## TEXTE FOURNI
******************************

Etats-Unis: Le géant empêtré

L’étoile de la superpuissance a pâli. Mais la bataille idéologique qui sévit à Washington semble empêcher toute analyse sérieuse de l’état économique et moral du pays.

L’Amérique a connu une rude semaine « , déplorait Brian Williams en ouvrant son journal télévisé du 11 août. Le présentateur de NBC, d’ordinaire admiré pour ses commentaires nuancés, n’a pas hésité, cette fois, à placer sur le même plan des calamités nationales la mauvaise note infligée aux Etats-Unis par l’agence de notation Standard and Poor’s et la mort de 31 soldats dans le crash d’un hélicoptère abattu en Afghanistan. Aussi extrême que paraisse l’amalgame, il rend bien compte de la névrose ambiante, mélange de sentiment de vulnérabilité, de peur du déclin et de désarroi qui agite désormais la superpuissance.

Trois semaines de psychodrame grotesque

L’affolement de Wall Street, la semaine dernière, s’expliquait moins par la perte du fameux  » triple A  » des Etats-Unis que par la crainte d’une faillite en chaîne des gouvernements européens. Mais cette panique boursière traduisait aussi une crise de confiance envers les institutions de la première économie mondiale. Celle-ci a montré des élus du Congrès incapables de transiger avec leurs credo politiques pour soutenir une croissance fragile, travailler à long terme sur les maux du pays et réagir aux mauvaises nouvelles du vaste monde.

Trois semaines de psychodrame grotesque, durant lesquelles la majorité républicaine de la Chambre des représentants a refusé de voter le relèvement du plafond de la dette des Etats-Unis, tandis que le Sénat, tenu, lui, par les démocrates, ne voulait pas se plier à ses exigences en matière de réduction du déficit des finances publiques, ont certes failli s’achever par un désastre : l’inscription des Etats-Unis, premier débiteur mondial, au tableau infamant des mauvais payeurs.

******************************

## CONSIGNE
D'après le texte sur les États-Unis, quelle agence a infligé une mauvaise note au pays ?

## EXTRAITS DE DONNÉES
******************************

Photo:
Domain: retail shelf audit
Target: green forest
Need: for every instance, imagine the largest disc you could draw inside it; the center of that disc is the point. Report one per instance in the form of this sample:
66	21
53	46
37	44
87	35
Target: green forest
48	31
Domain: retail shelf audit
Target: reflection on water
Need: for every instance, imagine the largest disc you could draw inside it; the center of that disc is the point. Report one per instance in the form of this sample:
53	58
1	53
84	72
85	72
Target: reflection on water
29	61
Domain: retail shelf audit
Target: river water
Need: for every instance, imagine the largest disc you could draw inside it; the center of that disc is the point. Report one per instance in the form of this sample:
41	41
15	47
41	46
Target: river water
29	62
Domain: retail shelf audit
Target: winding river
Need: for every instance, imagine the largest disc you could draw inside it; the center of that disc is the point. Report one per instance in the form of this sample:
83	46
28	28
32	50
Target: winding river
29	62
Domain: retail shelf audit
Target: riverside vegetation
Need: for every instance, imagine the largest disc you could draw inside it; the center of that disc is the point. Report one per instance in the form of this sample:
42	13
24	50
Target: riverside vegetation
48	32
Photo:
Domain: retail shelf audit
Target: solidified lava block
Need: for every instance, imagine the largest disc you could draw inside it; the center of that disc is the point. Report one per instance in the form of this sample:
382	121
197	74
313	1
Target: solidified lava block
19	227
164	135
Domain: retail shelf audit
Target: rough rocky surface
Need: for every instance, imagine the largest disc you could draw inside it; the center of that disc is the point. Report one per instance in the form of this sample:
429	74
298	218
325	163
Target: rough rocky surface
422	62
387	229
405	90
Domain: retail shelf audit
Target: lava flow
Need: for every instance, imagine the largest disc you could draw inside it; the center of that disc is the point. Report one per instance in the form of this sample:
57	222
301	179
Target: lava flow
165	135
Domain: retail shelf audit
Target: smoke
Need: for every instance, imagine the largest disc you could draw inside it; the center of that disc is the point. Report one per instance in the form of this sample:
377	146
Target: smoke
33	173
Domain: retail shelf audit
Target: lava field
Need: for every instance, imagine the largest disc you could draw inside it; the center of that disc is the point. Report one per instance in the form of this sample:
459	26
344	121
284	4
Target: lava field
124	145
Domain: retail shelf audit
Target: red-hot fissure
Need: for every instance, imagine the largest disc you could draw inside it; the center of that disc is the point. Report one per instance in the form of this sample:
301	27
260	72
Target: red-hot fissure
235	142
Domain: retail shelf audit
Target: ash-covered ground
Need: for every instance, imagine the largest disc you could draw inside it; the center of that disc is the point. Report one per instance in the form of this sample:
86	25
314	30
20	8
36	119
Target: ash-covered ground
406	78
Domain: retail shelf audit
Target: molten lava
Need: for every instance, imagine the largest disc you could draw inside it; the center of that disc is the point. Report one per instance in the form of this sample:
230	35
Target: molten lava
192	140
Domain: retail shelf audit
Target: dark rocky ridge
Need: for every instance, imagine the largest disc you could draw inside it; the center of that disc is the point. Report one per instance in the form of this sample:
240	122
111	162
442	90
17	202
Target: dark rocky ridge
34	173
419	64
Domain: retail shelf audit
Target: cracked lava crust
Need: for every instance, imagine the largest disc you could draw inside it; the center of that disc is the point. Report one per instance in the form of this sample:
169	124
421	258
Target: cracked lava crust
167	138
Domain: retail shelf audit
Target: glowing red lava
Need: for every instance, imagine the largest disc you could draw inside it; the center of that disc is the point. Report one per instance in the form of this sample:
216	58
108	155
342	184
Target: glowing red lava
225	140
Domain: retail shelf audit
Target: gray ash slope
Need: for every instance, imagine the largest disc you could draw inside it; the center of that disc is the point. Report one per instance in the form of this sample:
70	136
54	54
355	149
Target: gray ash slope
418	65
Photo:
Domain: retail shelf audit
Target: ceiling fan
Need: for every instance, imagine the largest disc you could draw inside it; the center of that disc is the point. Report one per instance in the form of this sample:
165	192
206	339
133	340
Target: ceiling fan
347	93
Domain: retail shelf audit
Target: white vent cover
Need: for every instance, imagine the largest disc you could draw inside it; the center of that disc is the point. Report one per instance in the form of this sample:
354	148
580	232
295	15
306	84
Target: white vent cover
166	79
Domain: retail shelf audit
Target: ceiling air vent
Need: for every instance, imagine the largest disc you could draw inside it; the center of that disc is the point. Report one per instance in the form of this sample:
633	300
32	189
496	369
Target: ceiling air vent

******************************

## RÉSULTAT
L'agence de notation Standard and Poor's.